Give back only the lines in the records below from the one with "Each <instance> block" to the one with "box: [150, 60, 157, 88]", both inclusive, word for word.

■ EXTRACTED MATERIAL ■
──────

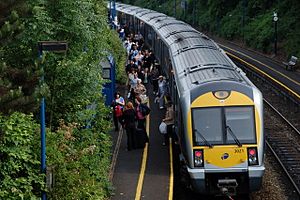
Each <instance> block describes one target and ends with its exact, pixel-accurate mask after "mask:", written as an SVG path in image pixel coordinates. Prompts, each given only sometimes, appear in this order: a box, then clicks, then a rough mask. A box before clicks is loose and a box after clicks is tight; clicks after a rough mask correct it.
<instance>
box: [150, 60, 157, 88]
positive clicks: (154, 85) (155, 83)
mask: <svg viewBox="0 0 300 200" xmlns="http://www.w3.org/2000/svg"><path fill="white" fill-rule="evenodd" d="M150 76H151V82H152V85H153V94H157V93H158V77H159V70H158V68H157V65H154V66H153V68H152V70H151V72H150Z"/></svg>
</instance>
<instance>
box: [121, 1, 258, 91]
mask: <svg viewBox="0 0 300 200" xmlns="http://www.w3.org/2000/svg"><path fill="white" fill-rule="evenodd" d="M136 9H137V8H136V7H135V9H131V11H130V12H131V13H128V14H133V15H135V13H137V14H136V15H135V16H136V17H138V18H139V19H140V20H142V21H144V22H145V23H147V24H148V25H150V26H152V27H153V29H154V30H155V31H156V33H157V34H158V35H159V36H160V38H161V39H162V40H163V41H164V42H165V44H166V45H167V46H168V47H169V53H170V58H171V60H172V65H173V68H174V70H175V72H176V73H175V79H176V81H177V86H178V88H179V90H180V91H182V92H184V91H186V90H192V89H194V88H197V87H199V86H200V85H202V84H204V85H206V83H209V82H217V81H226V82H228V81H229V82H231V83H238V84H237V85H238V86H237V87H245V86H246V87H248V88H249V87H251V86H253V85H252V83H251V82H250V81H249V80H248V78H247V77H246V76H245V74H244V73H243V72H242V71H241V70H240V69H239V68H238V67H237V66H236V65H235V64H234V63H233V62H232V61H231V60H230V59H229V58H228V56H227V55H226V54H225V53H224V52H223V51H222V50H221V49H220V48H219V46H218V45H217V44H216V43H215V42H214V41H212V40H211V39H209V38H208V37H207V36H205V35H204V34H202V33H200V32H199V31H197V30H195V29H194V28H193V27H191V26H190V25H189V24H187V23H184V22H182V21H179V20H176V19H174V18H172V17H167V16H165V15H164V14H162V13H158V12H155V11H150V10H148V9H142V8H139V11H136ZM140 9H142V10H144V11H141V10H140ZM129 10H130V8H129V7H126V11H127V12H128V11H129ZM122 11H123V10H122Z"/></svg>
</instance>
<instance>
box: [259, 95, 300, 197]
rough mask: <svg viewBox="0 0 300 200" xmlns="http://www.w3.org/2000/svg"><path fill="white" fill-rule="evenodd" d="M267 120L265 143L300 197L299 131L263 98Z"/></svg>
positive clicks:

──────

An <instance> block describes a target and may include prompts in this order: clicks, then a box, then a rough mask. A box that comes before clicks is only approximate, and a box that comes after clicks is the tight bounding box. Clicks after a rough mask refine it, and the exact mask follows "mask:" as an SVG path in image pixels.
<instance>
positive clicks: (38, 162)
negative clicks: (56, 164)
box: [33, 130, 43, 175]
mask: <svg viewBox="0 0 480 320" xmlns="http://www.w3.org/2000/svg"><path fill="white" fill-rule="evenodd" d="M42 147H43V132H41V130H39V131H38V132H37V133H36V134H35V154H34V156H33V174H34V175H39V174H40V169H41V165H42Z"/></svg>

──────

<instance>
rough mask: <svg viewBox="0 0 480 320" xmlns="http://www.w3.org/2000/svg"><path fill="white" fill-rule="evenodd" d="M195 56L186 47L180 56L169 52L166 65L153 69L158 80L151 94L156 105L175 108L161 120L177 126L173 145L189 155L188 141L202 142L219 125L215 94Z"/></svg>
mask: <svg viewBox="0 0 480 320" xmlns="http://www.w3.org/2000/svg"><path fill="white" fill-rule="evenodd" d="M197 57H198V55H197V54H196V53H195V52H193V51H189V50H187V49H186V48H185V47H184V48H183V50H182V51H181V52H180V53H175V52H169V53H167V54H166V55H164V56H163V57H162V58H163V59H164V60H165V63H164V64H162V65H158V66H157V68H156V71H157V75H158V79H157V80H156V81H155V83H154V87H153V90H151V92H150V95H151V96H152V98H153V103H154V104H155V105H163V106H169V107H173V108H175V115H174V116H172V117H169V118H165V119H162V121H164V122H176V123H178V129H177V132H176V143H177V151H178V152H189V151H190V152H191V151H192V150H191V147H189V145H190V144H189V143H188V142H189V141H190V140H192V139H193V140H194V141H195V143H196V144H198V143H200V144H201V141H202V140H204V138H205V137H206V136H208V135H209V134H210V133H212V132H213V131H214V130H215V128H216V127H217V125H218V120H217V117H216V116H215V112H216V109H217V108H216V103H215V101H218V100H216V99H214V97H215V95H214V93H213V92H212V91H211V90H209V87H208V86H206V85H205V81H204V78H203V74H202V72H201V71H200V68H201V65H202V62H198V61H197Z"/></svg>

──────

■ OUTPUT FOR THIS TASK ■
Each <instance> block describes one target and ends with its exact, pixel-accurate mask after "mask:", written as an SVG path in image pixel coordinates. Prompts, each given only sometimes, appear in this order: a box, then clicks, then a rough mask. A box before clicks is loose and a box after clicks is tight; clicks after a rough mask correct it.
<instance>
box: [150, 60, 157, 88]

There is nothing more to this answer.